**The task:**
The expected result is a verbatim repetition of the lines from the start of the entries through the line containing "[spot] the dark interior", with the pictures removed.

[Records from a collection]
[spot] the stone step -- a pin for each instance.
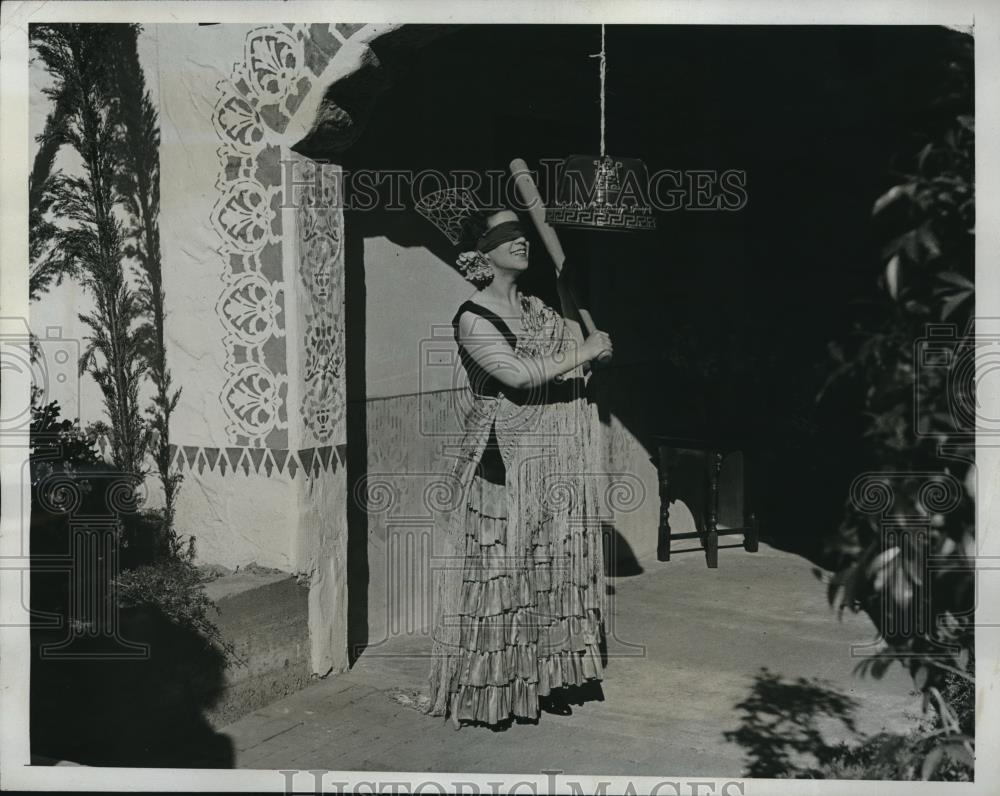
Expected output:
(265, 619)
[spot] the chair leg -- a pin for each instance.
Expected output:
(752, 536)
(712, 531)
(663, 537)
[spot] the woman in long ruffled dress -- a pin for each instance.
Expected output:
(519, 611)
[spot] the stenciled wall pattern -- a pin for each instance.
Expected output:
(319, 224)
(279, 67)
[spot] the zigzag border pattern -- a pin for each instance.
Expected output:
(266, 462)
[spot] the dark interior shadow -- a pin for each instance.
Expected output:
(721, 320)
(779, 725)
(619, 557)
(149, 713)
(355, 319)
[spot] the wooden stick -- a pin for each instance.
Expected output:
(533, 201)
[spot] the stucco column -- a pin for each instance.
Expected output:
(252, 260)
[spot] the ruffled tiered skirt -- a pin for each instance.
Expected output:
(528, 621)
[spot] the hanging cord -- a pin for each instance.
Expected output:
(603, 56)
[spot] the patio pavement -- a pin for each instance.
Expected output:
(703, 635)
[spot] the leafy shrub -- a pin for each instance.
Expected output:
(920, 445)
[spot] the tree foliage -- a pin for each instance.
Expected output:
(907, 542)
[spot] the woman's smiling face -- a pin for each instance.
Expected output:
(512, 255)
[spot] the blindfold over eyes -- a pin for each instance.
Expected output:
(501, 233)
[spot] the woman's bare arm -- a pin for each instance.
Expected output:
(491, 352)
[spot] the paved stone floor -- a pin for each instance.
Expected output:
(688, 643)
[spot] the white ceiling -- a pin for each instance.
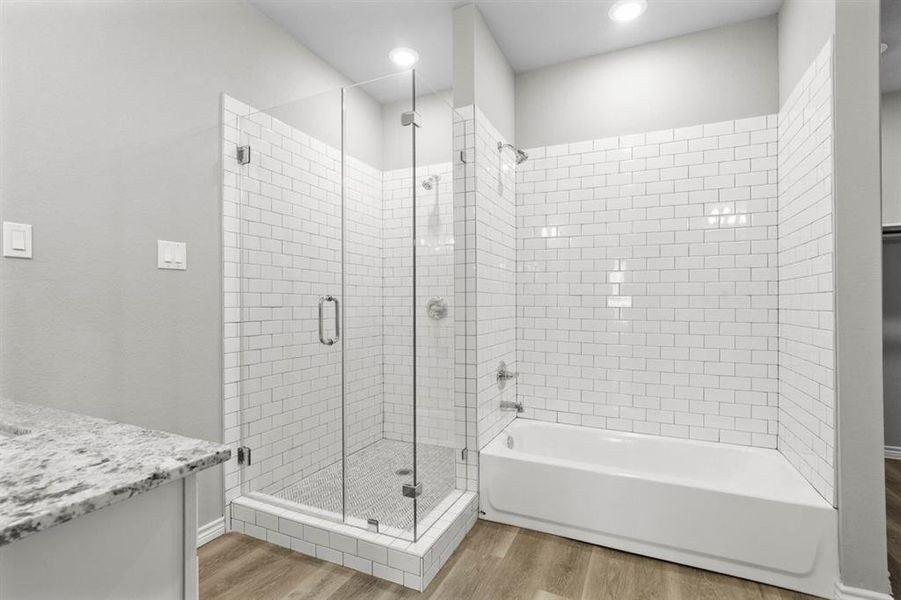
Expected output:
(891, 34)
(354, 36)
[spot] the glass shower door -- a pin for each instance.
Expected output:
(377, 282)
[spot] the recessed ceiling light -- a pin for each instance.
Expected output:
(627, 10)
(404, 57)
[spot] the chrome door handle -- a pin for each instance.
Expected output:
(322, 338)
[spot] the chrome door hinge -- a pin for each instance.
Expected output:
(412, 491)
(243, 455)
(411, 117)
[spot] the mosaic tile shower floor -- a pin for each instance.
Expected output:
(374, 487)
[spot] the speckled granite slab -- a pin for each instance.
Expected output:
(56, 465)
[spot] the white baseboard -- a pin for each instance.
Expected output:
(210, 531)
(845, 592)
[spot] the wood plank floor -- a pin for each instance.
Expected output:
(494, 562)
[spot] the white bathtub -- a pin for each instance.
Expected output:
(742, 511)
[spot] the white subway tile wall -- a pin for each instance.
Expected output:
(494, 258)
(412, 565)
(647, 283)
(806, 281)
(282, 252)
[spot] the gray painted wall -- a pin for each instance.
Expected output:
(110, 141)
(482, 74)
(891, 158)
(724, 73)
(858, 302)
(804, 27)
(891, 339)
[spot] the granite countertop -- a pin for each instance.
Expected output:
(56, 466)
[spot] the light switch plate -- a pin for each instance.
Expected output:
(16, 240)
(171, 255)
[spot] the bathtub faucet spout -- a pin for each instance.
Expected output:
(508, 405)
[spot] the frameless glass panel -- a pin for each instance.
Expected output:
(286, 269)
(440, 427)
(377, 306)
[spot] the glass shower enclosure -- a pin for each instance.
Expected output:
(346, 326)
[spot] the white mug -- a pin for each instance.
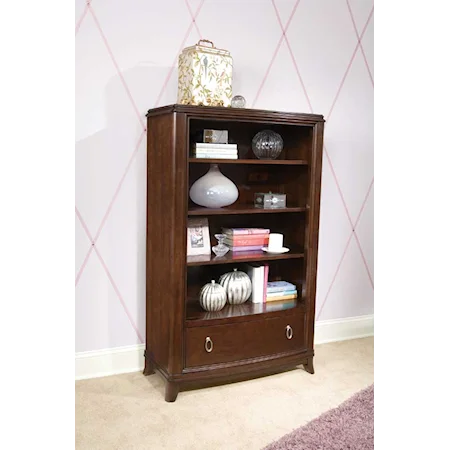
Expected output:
(275, 241)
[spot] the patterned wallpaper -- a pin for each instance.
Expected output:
(289, 55)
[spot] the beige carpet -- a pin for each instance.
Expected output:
(128, 412)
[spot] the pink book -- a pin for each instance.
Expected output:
(245, 248)
(236, 231)
(266, 278)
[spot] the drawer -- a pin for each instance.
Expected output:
(243, 340)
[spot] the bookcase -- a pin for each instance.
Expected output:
(248, 341)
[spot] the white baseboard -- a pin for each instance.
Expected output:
(113, 361)
(343, 329)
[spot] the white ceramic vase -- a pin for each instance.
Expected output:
(213, 190)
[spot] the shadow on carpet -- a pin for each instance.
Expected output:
(350, 426)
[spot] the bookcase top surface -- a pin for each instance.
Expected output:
(212, 112)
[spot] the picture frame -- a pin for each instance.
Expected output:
(198, 239)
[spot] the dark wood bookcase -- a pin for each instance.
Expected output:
(248, 340)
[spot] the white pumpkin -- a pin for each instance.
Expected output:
(213, 297)
(238, 286)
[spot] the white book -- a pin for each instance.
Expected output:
(256, 274)
(217, 147)
(215, 156)
(213, 152)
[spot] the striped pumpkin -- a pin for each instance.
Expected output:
(238, 286)
(212, 297)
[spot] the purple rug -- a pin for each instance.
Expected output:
(350, 426)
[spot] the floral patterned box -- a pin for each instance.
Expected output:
(205, 75)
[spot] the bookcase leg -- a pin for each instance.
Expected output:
(149, 368)
(172, 390)
(309, 366)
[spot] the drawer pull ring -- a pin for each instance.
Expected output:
(208, 344)
(289, 332)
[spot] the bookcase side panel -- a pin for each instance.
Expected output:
(312, 230)
(165, 260)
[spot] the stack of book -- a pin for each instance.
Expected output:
(215, 151)
(246, 239)
(272, 295)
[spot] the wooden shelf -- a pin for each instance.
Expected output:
(241, 209)
(239, 257)
(279, 162)
(196, 316)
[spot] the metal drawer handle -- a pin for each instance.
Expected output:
(289, 332)
(208, 344)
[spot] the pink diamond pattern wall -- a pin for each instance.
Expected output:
(290, 55)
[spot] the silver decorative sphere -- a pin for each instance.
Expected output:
(238, 101)
(267, 144)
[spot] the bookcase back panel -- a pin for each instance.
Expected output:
(297, 139)
(250, 179)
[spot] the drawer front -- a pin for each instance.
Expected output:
(243, 340)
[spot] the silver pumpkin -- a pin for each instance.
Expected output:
(238, 286)
(213, 297)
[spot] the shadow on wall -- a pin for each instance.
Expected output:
(99, 165)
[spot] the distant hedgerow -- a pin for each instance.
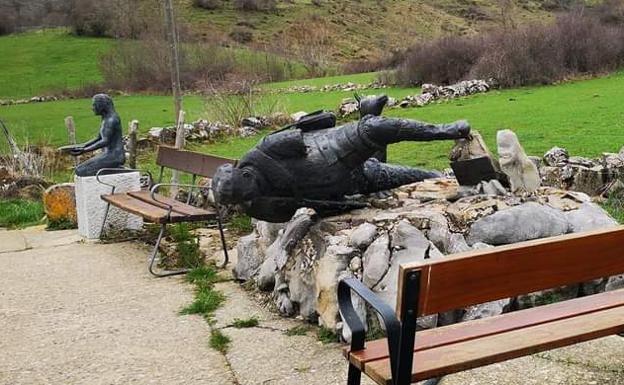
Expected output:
(576, 43)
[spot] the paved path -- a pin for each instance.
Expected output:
(76, 313)
(86, 313)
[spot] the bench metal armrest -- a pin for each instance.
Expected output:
(100, 171)
(387, 314)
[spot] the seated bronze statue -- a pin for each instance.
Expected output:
(109, 139)
(320, 169)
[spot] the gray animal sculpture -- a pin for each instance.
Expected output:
(109, 139)
(319, 169)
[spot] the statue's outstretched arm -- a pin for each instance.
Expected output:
(90, 142)
(384, 130)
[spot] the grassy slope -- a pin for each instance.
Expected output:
(358, 28)
(42, 61)
(586, 117)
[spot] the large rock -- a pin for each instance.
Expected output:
(474, 147)
(59, 204)
(409, 245)
(517, 224)
(588, 217)
(556, 156)
(521, 171)
(332, 264)
(363, 235)
(376, 261)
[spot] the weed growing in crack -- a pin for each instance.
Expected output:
(219, 341)
(207, 298)
(245, 323)
(300, 330)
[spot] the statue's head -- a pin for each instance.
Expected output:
(102, 104)
(231, 185)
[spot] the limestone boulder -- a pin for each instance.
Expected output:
(520, 223)
(59, 204)
(363, 235)
(376, 260)
(332, 264)
(588, 217)
(249, 257)
(556, 156)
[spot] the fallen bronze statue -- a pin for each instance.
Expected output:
(320, 169)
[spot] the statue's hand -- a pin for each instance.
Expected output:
(76, 151)
(463, 128)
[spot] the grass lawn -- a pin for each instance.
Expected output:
(39, 62)
(586, 117)
(17, 213)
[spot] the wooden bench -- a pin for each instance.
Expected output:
(477, 277)
(156, 208)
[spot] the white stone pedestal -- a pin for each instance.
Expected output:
(90, 208)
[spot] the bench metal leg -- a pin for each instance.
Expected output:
(433, 381)
(155, 254)
(226, 258)
(104, 220)
(355, 376)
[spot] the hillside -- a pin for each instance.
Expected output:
(346, 30)
(47, 61)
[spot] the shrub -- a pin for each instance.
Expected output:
(574, 44)
(241, 35)
(144, 65)
(8, 22)
(255, 5)
(208, 4)
(441, 62)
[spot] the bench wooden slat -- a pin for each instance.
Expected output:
(191, 162)
(196, 213)
(135, 206)
(433, 338)
(500, 347)
(484, 275)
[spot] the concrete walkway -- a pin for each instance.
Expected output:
(86, 313)
(79, 313)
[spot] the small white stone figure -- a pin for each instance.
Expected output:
(522, 172)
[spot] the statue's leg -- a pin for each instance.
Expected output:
(93, 165)
(381, 176)
(382, 130)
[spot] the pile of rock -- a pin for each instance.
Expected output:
(430, 93)
(591, 176)
(345, 87)
(34, 99)
(301, 262)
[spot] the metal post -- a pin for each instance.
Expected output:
(132, 143)
(409, 314)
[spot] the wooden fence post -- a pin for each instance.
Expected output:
(71, 134)
(132, 143)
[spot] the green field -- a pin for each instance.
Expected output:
(586, 117)
(42, 62)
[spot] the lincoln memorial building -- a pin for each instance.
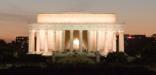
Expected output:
(76, 32)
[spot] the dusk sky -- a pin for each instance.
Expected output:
(139, 16)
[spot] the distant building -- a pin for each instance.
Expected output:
(20, 44)
(57, 32)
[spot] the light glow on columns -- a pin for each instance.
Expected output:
(76, 43)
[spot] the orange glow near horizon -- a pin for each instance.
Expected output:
(76, 18)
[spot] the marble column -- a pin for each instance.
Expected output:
(63, 40)
(45, 42)
(31, 41)
(38, 42)
(121, 41)
(114, 42)
(97, 40)
(81, 40)
(71, 40)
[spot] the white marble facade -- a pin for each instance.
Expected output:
(46, 37)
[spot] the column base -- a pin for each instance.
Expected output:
(47, 54)
(33, 52)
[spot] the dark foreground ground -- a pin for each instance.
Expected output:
(75, 70)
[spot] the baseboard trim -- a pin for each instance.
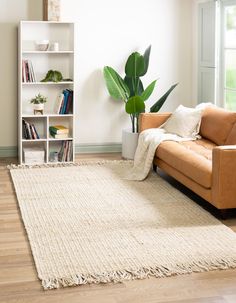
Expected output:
(8, 151)
(98, 148)
(11, 151)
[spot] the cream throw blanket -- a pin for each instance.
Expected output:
(148, 142)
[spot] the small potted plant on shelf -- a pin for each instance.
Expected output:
(38, 103)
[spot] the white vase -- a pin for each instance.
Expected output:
(129, 143)
(39, 106)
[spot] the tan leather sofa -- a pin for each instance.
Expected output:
(206, 166)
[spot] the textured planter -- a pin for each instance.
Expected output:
(38, 106)
(129, 144)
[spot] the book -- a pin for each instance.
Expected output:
(29, 131)
(28, 74)
(66, 151)
(59, 129)
(59, 136)
(69, 102)
(58, 103)
(66, 95)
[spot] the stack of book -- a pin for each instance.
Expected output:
(64, 102)
(66, 152)
(28, 74)
(59, 131)
(29, 131)
(34, 155)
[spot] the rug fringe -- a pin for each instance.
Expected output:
(69, 164)
(139, 274)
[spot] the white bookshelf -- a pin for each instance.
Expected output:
(42, 61)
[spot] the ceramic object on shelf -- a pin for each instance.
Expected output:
(52, 10)
(42, 45)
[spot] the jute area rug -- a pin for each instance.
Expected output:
(87, 224)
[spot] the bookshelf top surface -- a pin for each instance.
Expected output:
(46, 115)
(47, 52)
(45, 22)
(48, 83)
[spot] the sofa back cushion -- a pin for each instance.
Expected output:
(217, 124)
(231, 140)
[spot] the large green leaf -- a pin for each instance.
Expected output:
(135, 65)
(146, 59)
(115, 84)
(148, 91)
(157, 106)
(130, 82)
(135, 105)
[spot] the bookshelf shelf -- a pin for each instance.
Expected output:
(46, 115)
(65, 139)
(34, 140)
(43, 61)
(48, 83)
(48, 52)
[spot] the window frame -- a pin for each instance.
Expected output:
(222, 70)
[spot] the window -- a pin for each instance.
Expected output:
(228, 70)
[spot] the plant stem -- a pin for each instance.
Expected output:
(133, 124)
(137, 124)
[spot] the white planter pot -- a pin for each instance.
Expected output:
(38, 106)
(129, 144)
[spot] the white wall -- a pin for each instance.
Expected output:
(107, 32)
(11, 12)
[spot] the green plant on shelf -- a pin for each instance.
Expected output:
(54, 76)
(38, 99)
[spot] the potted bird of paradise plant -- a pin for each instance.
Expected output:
(131, 91)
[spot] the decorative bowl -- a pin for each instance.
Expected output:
(42, 45)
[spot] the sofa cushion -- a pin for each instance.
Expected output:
(192, 158)
(231, 140)
(184, 122)
(216, 124)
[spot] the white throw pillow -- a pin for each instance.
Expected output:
(184, 122)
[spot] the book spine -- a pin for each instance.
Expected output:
(68, 106)
(33, 73)
(25, 134)
(36, 133)
(66, 94)
(28, 130)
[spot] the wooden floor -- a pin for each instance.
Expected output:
(19, 282)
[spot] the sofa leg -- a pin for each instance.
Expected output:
(223, 214)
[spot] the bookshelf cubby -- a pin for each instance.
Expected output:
(42, 61)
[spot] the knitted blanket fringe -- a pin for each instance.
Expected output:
(69, 164)
(139, 274)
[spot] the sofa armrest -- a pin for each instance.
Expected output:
(224, 176)
(152, 120)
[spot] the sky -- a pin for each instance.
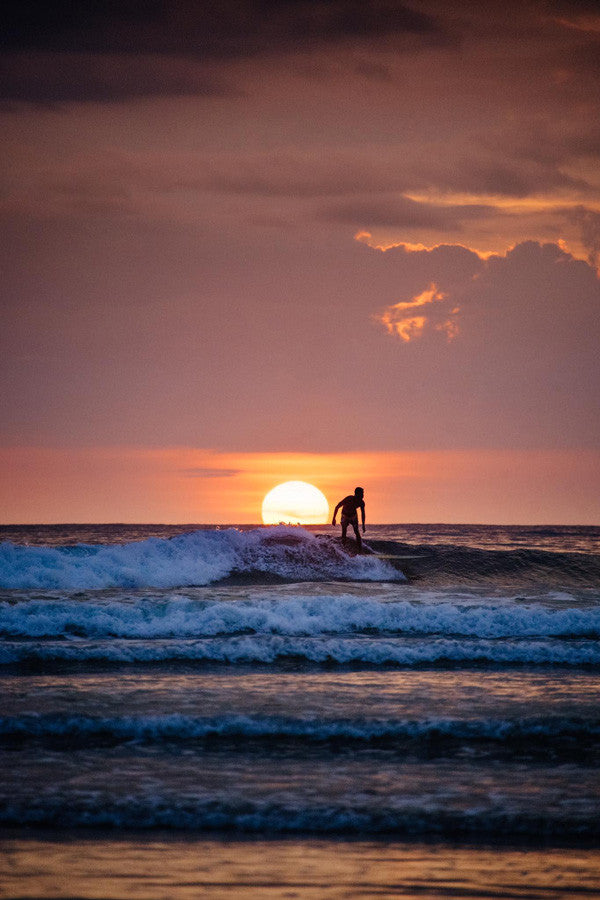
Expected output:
(326, 240)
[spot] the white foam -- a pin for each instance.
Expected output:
(185, 617)
(198, 558)
(273, 649)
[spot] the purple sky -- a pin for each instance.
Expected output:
(302, 227)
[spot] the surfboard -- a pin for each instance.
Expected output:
(398, 555)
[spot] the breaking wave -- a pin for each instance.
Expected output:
(197, 558)
(358, 651)
(184, 617)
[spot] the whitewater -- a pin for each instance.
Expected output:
(262, 682)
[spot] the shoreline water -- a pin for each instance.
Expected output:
(251, 710)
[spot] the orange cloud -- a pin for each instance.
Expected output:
(398, 318)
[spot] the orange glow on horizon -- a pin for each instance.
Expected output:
(186, 484)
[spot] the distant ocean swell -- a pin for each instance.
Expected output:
(558, 732)
(278, 554)
(278, 818)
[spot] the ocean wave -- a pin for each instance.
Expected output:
(184, 617)
(268, 650)
(459, 564)
(198, 558)
(178, 728)
(281, 818)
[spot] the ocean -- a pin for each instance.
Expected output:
(202, 711)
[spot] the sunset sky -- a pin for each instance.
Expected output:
(340, 241)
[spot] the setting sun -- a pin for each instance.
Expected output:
(295, 503)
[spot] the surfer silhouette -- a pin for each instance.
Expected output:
(350, 506)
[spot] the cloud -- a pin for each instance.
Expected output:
(518, 296)
(223, 28)
(402, 212)
(202, 472)
(62, 52)
(588, 221)
(408, 319)
(48, 77)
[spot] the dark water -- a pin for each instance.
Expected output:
(226, 687)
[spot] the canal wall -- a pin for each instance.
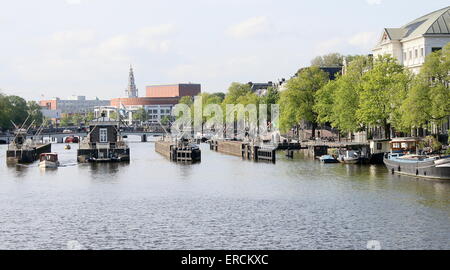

**Solution for this problem:**
[spot] the stone step -- a pin for each instance.
Expected output:
(265, 619)
[spot] the chair leg -- a pin for each instance.
Expected output:
(752, 536)
(712, 531)
(663, 537)
[spot] the woman in long ruffled dress -- a pin for each instance.
Expected output:
(519, 611)
[spot] the stenciled wall pattern -- a pin for each instance.
Expected output:
(319, 224)
(279, 67)
[spot] the zigzag border pattern -- a pin for each instance.
Expected output:
(266, 462)
[spot] the dark interior shadow -- a pin for each instance.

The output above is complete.